## DESCRIPTION OF THE TASK:
In the records below, find the line that contains "Would you kindly pick out the stone" and the line that contains "Would you kindly pick out the rectangular". Set down exactly those lines and every line between them, and nothing more.

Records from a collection

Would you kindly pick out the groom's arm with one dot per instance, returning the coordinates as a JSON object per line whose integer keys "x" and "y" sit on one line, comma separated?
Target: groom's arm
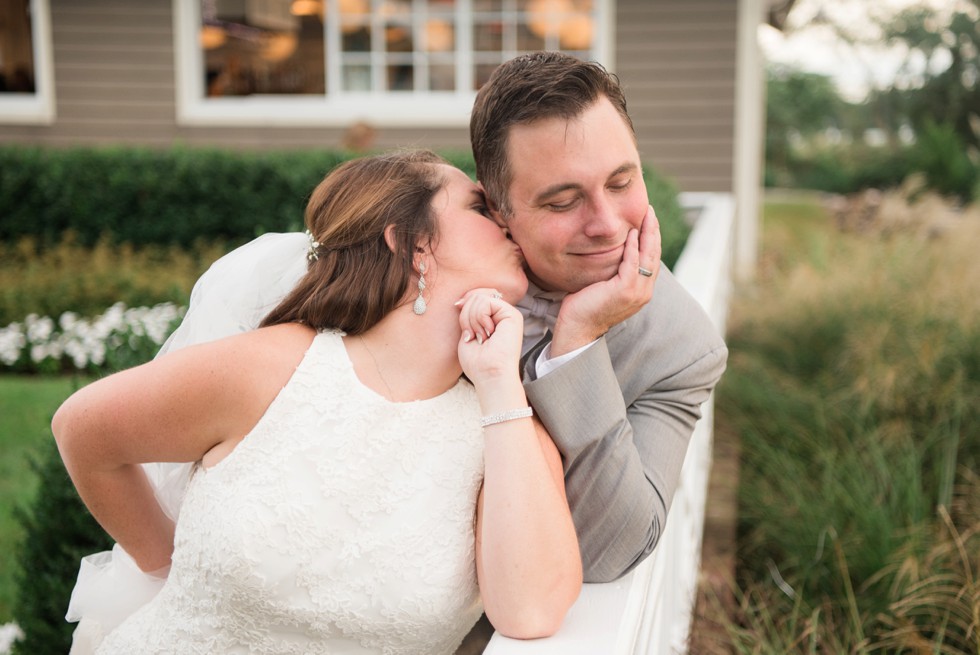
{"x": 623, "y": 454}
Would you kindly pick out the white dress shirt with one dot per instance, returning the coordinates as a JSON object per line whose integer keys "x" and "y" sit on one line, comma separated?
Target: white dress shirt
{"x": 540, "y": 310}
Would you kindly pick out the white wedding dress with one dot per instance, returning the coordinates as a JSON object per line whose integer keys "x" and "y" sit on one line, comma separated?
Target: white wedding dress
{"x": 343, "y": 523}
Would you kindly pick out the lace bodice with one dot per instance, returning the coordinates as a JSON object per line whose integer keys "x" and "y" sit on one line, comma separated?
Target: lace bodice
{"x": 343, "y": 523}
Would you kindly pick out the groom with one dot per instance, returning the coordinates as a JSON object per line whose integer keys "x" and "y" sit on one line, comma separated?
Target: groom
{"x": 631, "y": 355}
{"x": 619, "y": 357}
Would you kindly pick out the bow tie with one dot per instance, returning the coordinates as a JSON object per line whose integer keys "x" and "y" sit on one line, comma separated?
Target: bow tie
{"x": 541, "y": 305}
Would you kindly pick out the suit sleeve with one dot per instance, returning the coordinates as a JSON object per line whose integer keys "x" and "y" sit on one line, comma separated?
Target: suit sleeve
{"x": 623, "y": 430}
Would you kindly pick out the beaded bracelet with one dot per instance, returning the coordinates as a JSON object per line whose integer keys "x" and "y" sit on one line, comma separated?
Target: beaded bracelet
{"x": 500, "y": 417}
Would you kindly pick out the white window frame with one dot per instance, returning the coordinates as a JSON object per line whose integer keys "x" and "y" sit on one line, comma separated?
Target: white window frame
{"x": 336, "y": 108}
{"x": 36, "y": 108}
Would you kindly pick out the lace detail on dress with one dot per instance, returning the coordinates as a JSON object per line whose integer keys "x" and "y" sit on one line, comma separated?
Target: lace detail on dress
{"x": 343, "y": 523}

==

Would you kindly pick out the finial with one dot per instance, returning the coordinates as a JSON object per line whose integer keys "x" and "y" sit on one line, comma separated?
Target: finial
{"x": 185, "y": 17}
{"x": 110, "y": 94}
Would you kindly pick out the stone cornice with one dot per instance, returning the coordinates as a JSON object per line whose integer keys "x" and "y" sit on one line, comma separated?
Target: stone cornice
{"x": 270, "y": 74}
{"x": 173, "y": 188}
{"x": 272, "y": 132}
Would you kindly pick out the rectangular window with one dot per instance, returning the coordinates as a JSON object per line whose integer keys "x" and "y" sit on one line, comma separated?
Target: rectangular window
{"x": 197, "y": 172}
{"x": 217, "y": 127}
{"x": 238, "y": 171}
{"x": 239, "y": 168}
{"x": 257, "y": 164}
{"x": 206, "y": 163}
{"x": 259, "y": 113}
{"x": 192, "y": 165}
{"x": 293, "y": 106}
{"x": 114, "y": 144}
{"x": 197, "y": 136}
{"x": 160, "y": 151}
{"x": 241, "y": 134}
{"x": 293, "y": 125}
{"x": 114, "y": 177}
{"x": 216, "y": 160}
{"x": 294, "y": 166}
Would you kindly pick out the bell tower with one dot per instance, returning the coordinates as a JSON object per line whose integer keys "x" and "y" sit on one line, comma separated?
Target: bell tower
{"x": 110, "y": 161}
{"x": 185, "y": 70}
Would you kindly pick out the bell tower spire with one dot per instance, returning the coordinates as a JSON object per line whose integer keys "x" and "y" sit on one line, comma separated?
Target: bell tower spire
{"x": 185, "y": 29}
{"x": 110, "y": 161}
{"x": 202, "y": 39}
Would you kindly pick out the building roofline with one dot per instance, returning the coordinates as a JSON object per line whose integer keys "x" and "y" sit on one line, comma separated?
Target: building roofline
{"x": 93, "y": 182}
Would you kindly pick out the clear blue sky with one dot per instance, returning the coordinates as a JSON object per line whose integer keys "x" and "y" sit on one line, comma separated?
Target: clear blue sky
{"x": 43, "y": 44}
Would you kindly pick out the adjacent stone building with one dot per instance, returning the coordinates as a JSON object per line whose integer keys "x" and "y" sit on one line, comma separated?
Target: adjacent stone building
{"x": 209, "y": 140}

...

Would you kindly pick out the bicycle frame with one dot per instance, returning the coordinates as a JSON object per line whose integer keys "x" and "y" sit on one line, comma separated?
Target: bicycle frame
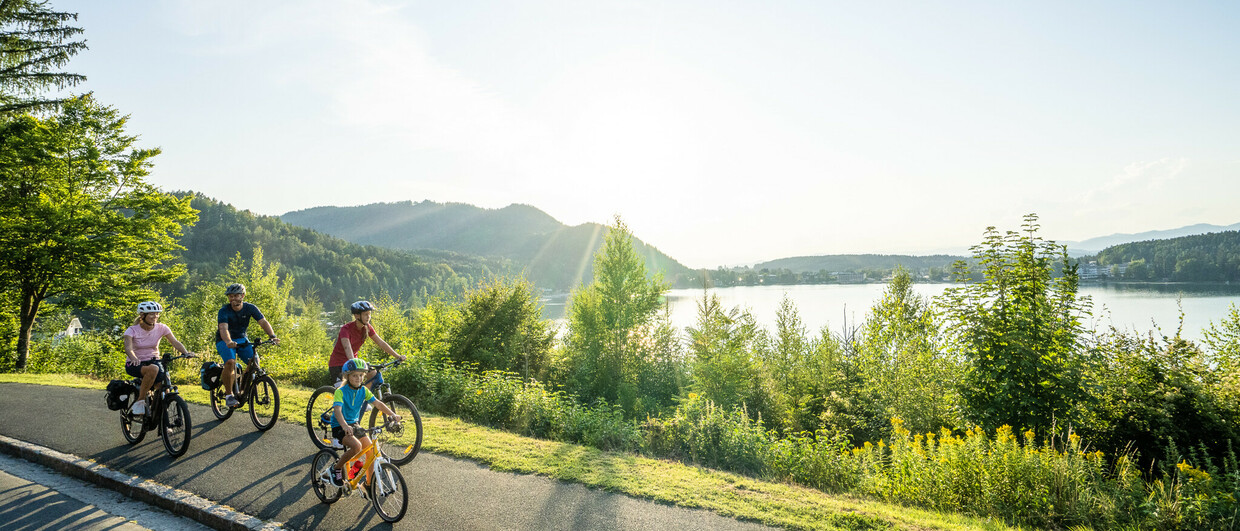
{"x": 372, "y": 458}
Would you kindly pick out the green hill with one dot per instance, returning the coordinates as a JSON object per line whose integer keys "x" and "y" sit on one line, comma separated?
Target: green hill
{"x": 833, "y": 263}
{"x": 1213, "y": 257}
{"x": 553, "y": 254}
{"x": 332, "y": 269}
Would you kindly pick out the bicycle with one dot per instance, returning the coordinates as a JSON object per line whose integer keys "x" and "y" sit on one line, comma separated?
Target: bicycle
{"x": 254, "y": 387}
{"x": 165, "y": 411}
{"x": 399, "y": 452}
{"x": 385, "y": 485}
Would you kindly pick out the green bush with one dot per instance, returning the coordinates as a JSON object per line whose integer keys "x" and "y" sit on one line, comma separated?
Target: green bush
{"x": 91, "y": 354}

## EXERCISE OUTPUT:
Would you kindly pick out the stone cornice with one dot per instance, returning the coordinates as a JSON object per line whose integer keys "x" and "y" sit on one line, comma separated?
Target: stone cornice
{"x": 270, "y": 74}
{"x": 173, "y": 188}
{"x": 272, "y": 132}
Would you kindly pick out the rectangular window with one dot per instance, returning the coordinates as a JSON object per line whose integer keys "x" and "y" sit on one line, comma separated?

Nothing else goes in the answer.